-- PROVIDED MATERIAL --

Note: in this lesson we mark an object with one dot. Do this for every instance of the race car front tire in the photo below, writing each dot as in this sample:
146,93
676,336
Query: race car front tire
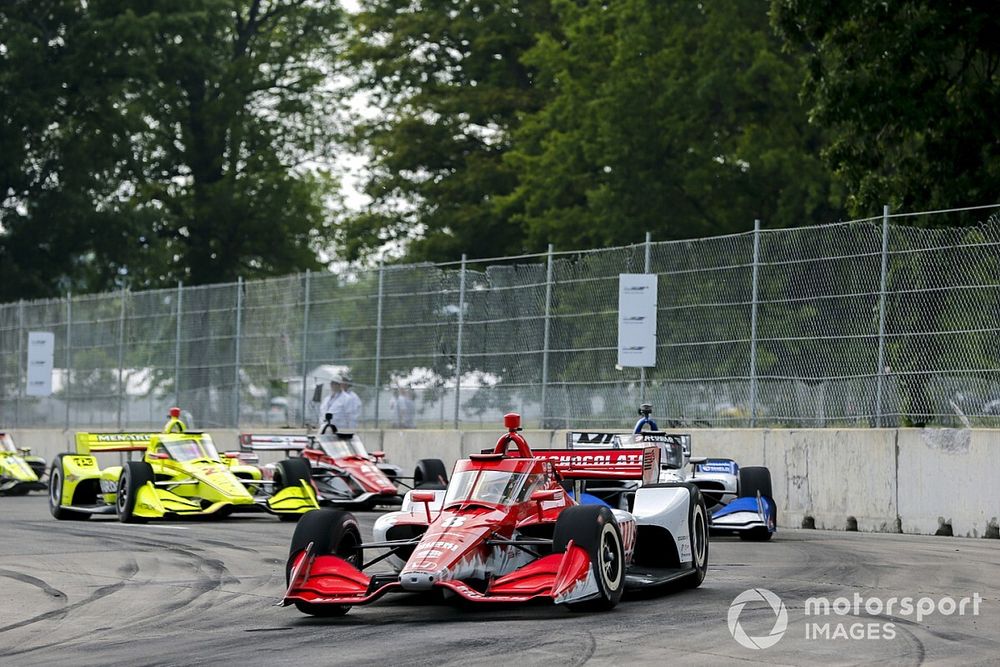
331,532
754,481
56,478
698,536
594,529
135,475
430,474
291,472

-- REQUIREMENT --
Convert the data above into a numbered list of its lines, leaving out blank lines and the pictures.

-- FINISHED EXERCISE --
1. Note: in this lesson we mark an object with one dot. Do this for every instance of the race car front tire in the photo below, writing each dot as in this sample:
2. 146,93
3. 676,336
4. Query: race car front tire
5. 331,532
6. 754,481
7. 56,478
8. 698,536
9. 594,529
10. 135,475
11. 430,474
12. 291,472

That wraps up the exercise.